_WHAT YOU WILL DO:_ Please arrange everything from the start of the entries down to and including the line that contains "1394L451 1390L388 1440L310" as a numbered list, with blank lines left out.

____________________

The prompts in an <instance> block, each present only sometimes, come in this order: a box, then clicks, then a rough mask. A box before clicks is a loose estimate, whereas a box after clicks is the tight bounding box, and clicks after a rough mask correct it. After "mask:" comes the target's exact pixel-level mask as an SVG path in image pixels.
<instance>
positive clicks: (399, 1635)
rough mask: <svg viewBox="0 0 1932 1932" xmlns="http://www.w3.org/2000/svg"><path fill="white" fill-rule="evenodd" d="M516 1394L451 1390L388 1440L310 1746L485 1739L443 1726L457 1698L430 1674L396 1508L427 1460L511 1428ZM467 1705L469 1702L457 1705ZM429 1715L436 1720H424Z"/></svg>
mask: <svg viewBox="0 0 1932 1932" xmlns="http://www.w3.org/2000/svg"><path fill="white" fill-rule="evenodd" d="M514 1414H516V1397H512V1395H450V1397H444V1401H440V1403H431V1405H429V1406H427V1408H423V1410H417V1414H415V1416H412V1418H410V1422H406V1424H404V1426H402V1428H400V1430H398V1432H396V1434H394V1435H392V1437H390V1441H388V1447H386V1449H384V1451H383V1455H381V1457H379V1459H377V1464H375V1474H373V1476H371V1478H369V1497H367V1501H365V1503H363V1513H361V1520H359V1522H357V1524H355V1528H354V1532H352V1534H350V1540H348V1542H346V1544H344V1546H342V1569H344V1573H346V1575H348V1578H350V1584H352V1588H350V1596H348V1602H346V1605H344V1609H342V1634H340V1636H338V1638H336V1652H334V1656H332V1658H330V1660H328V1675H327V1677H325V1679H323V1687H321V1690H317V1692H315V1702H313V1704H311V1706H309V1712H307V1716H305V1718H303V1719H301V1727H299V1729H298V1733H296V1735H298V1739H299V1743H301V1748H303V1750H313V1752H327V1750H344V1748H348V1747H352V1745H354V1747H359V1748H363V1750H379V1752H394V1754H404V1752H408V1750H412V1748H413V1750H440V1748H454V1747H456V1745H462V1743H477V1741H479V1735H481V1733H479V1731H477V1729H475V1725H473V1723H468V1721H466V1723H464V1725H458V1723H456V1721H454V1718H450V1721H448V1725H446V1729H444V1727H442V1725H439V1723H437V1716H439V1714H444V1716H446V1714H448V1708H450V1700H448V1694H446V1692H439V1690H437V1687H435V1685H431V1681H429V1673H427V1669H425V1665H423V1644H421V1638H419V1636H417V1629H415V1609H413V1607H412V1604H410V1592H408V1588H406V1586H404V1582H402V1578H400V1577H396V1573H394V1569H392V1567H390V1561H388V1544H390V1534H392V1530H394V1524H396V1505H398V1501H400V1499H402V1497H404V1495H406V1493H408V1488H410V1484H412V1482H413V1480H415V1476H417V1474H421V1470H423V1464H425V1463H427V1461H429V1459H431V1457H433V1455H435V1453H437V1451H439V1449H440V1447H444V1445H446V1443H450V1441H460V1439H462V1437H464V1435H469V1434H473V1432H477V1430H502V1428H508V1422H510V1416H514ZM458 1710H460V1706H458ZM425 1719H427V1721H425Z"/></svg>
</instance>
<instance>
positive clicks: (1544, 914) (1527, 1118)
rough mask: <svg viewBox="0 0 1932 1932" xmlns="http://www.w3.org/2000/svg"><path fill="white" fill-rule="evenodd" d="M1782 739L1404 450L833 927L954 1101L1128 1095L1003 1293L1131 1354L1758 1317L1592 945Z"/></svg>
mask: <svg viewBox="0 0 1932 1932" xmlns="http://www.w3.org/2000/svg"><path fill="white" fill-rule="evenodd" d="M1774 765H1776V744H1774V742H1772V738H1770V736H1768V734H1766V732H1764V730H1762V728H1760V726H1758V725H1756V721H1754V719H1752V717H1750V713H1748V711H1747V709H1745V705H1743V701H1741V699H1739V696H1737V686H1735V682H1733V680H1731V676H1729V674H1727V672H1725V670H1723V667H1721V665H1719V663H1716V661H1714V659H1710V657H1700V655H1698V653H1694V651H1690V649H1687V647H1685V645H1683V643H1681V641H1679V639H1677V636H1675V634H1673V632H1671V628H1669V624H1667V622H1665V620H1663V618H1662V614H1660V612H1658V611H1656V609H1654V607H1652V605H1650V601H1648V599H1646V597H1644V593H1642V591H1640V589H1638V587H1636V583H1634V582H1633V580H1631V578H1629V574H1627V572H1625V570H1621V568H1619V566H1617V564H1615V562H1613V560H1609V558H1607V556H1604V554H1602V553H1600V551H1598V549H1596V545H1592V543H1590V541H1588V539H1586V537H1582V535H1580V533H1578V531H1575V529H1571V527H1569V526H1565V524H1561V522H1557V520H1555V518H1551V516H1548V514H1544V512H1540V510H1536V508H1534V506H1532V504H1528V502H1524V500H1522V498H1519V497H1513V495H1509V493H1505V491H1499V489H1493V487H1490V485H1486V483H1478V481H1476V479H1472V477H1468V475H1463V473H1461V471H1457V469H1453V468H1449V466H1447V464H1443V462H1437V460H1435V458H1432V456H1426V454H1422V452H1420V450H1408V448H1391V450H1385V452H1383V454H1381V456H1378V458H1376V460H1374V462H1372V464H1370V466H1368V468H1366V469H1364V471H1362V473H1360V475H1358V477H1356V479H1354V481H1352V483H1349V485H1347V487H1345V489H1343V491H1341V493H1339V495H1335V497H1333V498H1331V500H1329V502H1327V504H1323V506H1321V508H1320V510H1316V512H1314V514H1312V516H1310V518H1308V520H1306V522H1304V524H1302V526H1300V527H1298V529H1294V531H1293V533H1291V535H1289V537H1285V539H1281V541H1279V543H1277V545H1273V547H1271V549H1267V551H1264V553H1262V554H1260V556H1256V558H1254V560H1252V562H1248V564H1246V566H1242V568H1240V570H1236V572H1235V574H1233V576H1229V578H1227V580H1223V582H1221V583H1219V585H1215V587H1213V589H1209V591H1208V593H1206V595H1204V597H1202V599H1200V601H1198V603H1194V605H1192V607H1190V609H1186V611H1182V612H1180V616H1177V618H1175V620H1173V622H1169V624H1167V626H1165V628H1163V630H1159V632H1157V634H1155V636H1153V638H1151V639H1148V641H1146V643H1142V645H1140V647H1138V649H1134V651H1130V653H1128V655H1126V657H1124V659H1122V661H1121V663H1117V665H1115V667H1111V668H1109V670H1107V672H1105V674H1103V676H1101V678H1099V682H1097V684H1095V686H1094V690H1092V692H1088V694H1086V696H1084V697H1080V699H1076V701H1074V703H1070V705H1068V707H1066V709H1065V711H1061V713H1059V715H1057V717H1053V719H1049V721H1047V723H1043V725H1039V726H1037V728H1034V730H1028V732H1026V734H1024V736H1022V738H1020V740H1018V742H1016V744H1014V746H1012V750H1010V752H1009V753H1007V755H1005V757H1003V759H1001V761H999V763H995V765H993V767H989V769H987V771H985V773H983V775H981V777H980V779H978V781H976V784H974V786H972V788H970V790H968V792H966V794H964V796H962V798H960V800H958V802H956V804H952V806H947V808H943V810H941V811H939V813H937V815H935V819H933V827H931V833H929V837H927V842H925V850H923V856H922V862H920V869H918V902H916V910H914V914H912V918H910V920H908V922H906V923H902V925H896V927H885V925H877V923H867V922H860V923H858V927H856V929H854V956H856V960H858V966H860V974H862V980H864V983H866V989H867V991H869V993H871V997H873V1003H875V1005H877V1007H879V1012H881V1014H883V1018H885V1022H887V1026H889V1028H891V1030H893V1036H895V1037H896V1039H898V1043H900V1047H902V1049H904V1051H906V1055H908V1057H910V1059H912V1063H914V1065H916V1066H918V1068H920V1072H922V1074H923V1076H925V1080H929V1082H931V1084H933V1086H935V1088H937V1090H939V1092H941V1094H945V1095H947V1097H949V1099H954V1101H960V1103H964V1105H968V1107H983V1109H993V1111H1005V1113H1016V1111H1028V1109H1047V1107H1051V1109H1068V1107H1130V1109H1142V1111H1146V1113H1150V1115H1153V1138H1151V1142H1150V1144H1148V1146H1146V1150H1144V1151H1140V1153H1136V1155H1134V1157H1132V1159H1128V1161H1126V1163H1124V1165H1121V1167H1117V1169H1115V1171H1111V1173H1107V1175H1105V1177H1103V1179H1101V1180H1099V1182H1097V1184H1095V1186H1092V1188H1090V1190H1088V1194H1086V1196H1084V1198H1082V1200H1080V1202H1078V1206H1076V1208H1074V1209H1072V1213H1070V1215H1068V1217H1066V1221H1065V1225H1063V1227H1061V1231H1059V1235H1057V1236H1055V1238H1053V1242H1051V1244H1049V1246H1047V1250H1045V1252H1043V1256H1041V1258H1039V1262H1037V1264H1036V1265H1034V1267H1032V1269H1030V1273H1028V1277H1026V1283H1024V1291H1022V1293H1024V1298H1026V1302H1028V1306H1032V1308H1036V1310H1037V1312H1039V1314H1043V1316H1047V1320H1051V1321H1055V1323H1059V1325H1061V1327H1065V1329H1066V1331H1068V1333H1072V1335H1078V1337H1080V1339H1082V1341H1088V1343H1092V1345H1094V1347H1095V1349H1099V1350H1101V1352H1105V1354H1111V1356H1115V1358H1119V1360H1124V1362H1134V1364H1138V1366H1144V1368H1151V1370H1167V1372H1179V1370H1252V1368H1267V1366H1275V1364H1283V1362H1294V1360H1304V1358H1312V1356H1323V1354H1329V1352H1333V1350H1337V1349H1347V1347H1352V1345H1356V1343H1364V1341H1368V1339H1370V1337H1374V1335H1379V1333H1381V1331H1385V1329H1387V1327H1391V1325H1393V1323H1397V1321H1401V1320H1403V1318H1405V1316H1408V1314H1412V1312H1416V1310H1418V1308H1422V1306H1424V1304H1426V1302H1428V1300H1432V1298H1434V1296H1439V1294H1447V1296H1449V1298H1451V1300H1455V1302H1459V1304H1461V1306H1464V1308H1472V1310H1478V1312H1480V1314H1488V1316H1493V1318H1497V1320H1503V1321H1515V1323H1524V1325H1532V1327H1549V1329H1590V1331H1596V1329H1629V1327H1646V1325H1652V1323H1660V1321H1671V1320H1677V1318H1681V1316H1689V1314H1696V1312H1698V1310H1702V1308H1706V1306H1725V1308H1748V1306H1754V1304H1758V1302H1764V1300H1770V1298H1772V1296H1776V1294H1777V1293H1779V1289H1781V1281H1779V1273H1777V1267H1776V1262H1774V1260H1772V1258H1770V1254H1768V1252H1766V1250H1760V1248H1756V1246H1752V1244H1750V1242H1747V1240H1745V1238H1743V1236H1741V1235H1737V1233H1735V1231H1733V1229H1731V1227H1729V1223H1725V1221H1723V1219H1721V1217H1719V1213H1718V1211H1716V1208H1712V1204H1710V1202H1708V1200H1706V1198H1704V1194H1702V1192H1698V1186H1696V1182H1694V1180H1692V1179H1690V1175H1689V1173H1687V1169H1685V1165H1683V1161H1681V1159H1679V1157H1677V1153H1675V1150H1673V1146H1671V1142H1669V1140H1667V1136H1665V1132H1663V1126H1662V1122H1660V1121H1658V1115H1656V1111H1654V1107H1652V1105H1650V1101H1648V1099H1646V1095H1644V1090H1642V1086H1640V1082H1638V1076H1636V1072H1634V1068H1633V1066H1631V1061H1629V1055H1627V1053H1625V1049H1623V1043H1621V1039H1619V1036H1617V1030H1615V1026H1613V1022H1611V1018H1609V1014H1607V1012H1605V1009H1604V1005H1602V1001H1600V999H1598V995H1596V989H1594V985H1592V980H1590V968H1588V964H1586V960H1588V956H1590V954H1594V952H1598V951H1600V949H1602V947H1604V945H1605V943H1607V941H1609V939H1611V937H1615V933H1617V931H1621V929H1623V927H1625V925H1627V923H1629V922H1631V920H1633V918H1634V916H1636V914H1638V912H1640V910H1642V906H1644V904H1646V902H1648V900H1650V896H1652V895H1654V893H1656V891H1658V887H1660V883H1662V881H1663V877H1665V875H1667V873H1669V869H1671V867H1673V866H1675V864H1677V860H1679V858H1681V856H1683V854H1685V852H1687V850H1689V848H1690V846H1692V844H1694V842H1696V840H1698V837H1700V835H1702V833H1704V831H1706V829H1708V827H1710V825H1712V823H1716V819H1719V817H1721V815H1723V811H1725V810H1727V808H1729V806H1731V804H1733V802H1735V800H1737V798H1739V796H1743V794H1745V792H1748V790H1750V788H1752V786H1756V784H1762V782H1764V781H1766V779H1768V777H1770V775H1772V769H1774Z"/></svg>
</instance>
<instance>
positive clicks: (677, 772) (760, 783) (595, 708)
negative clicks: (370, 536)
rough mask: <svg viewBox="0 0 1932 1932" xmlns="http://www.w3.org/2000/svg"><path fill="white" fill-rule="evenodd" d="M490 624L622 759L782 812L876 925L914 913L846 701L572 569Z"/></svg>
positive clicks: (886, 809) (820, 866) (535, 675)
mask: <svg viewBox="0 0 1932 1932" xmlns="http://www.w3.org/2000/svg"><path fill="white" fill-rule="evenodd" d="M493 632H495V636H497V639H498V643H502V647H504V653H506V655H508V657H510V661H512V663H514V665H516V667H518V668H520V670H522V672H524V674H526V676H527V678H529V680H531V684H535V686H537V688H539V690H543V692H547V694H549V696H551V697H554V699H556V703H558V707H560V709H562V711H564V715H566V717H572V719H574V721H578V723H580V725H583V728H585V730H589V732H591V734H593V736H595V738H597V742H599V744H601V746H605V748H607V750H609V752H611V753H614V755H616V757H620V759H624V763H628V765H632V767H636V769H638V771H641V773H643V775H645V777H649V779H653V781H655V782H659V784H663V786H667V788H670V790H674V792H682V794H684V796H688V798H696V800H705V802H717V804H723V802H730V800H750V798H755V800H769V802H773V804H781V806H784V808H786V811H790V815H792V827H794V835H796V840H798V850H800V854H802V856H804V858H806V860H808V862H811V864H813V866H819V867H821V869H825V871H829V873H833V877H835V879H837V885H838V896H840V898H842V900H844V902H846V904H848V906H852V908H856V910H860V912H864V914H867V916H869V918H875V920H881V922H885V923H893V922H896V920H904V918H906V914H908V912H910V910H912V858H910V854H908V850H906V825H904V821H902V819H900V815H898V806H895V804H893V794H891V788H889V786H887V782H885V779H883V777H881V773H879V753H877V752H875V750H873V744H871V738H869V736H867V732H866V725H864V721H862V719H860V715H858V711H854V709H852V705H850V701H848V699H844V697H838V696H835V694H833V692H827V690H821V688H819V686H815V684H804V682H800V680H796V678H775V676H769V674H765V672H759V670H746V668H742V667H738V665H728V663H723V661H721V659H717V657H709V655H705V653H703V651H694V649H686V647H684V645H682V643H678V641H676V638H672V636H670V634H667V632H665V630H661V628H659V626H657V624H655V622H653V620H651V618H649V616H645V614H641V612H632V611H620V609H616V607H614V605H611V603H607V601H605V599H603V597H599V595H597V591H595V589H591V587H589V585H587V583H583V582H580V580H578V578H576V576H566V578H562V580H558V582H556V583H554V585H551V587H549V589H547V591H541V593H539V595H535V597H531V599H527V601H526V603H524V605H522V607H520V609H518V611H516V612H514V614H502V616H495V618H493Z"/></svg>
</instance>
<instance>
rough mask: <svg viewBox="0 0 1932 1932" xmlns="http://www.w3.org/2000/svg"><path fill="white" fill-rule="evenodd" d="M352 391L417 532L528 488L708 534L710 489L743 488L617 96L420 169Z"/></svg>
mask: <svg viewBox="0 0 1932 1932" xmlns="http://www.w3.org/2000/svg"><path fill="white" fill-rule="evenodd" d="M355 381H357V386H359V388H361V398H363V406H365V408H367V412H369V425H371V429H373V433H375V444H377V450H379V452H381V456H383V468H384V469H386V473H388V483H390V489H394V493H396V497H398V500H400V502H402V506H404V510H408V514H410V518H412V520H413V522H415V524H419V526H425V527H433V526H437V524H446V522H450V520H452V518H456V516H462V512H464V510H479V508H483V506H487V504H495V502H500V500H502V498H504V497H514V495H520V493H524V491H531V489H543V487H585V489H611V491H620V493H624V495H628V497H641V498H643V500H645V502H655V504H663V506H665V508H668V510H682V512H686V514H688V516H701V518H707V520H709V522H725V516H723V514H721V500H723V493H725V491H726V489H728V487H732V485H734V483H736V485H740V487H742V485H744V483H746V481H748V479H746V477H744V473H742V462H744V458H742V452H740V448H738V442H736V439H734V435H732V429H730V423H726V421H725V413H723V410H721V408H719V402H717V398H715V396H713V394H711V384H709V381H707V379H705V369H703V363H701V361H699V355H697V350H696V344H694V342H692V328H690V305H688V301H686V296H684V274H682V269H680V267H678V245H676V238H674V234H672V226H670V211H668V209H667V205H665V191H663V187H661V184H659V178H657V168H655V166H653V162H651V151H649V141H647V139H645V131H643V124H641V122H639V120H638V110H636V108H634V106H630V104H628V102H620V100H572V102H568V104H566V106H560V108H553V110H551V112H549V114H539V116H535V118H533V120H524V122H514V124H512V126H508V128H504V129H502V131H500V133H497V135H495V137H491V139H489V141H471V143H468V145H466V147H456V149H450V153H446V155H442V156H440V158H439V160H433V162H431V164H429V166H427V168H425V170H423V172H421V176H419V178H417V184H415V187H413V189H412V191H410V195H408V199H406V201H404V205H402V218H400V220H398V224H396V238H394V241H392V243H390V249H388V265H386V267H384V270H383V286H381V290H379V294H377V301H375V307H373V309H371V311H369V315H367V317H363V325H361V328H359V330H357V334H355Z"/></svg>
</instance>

____________________

_OUTPUT OF THE EXERCISE:_
1. The prompts in an <instance> block, each present only sometimes, come in this order: a box, then clicks, then a rough mask. A box before clicks is a loose estimate, whereas a box after clicks is the tight bounding box, and clicks after a rough mask correct it. After "mask:" comes the target's exact pixel-level mask as an SVG path in image pixels.
2. <instance>
3. positive clicks: (399, 1635)
4. rough mask: <svg viewBox="0 0 1932 1932" xmlns="http://www.w3.org/2000/svg"><path fill="white" fill-rule="evenodd" d="M516 1394L451 1390L388 1440L310 1746L485 1739L443 1726L457 1698L430 1674L396 1508L427 1460L511 1428ZM467 1705L469 1702L457 1705ZM429 1715L436 1720H424Z"/></svg>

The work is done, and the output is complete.